## EXCERPT TO READ
##############################

There are many reasons to be opposed to the intensive management of our uplands to provide high-cost days shooting. But let us set aside the arguments on water quality, destruction of blanket blogs, carbon loss and the scale of legal killing of wildlife, and think only of the illegal killing of birds of prey – most particularly Hen Harriers, Golden Eagles and Peregrine Falcons.
Nobody seriously denies that the scale of illegal killing is immense, that’s what the science says, and it’s what quite a lot of shooters say too – although, wisely, they always say it’s someone else not themselves. And it may be to a large extent. With Hen Harriers, because of their biology (being more like soup than mashed potato) it doesn’t take everyone to be killing these birds for nobody to have them on their land – when you take the plug out of the bath all of it empties, not just the column of water above the plughole.
And that is the answer to the question about why the RSPB doesn’t have Hen Harriers on their land in northern England, or the National Trust, or Natural England – it’s because practically nobody does because there aren’t any left! It’s not a very difficult question to answer really is it?

##############################

## DATA SECTION

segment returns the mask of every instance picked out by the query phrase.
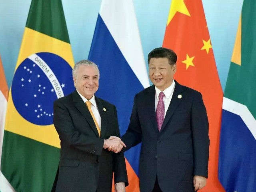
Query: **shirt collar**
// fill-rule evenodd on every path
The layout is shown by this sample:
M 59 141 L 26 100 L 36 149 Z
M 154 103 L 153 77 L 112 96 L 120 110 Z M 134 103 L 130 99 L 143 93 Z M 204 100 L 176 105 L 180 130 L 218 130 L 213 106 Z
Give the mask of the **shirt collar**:
M 77 90 L 76 90 L 76 91 L 78 93 L 78 94 L 79 94 L 79 95 L 81 97 L 81 98 L 82 98 L 82 99 L 83 100 L 83 101 L 84 101 L 84 103 L 85 103 L 85 102 L 89 100 L 89 101 L 90 101 L 91 103 L 92 103 L 92 104 L 95 107 L 97 107 L 97 104 L 96 104 L 96 101 L 95 101 L 95 96 L 94 96 L 94 95 L 93 95 L 93 96 L 92 96 L 92 98 L 91 98 L 91 99 L 90 99 L 90 100 L 88 100 L 87 99 L 86 99 L 85 97 L 84 97 L 84 96 L 83 96 L 80 93 L 79 93 L 79 92 L 78 92 L 78 91 Z
M 169 98 L 172 95 L 172 94 L 173 93 L 173 91 L 174 90 L 174 87 L 175 87 L 175 82 L 172 80 L 172 84 L 168 88 L 166 88 L 163 91 L 164 95 L 167 98 Z M 158 97 L 159 96 L 159 93 L 162 91 L 161 90 L 157 88 L 155 86 L 155 89 L 156 90 L 156 98 L 158 99 Z

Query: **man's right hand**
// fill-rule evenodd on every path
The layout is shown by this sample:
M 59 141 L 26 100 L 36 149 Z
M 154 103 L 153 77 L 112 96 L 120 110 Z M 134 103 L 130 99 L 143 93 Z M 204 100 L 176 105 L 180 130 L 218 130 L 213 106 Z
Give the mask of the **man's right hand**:
M 123 147 L 126 146 L 118 137 L 111 136 L 108 139 L 104 140 L 103 148 L 108 149 L 108 151 L 117 153 L 121 151 Z

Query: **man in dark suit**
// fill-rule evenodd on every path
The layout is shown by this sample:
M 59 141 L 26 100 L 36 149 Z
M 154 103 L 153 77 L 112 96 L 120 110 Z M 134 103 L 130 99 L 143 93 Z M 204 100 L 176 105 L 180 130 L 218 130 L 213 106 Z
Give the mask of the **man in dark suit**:
M 111 192 L 113 172 L 116 191 L 128 184 L 116 107 L 94 96 L 100 73 L 83 60 L 72 71 L 76 90 L 54 102 L 54 124 L 60 140 L 60 159 L 53 190 Z M 113 139 L 110 136 L 116 136 Z M 108 151 L 110 146 L 115 153 Z
M 122 137 L 125 150 L 142 142 L 142 192 L 192 192 L 206 184 L 206 111 L 200 92 L 173 80 L 176 60 L 176 54 L 165 48 L 149 53 L 154 85 L 135 96 L 130 124 Z

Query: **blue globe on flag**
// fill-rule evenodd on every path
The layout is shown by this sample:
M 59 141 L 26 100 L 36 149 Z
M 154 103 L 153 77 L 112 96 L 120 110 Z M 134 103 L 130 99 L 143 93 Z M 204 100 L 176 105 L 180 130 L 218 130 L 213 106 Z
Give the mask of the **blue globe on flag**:
M 12 85 L 12 100 L 20 114 L 34 124 L 52 124 L 53 102 L 74 90 L 72 71 L 66 61 L 51 53 L 38 53 L 25 59 Z

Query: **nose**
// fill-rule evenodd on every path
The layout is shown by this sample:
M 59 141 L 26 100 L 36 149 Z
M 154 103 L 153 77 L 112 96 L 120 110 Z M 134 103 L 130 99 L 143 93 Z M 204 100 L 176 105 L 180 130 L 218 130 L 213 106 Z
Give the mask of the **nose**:
M 158 76 L 158 75 L 160 75 L 161 74 L 161 72 L 160 72 L 160 70 L 158 69 L 156 69 L 155 71 L 155 72 L 154 73 L 154 74 L 156 76 Z
M 87 82 L 88 83 L 88 84 L 89 84 L 89 85 L 92 85 L 93 84 L 93 81 L 92 79 L 90 78 L 88 80 L 88 81 Z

##############################

## ACTIVITY
Copy the upland shooting text again, starting at "Nobody seriously denies" and ending at "above the plughole.", with "bath" swapped for "sink".

## TASK RESULT
Nobody seriously denies that the scale of illegal killing is immense, that’s what the science says, and it’s what quite a lot of shooters say too – although, wisely, they always say it’s someone else not themselves. And it may be to a large extent. With Hen Harriers, because of their biology (being more like soup than mashed potato) it doesn’t take everyone to be killing these birds for nobody to have them on their land – when you take the plug out of the sink all of it empties, not just the column of water above the plughole.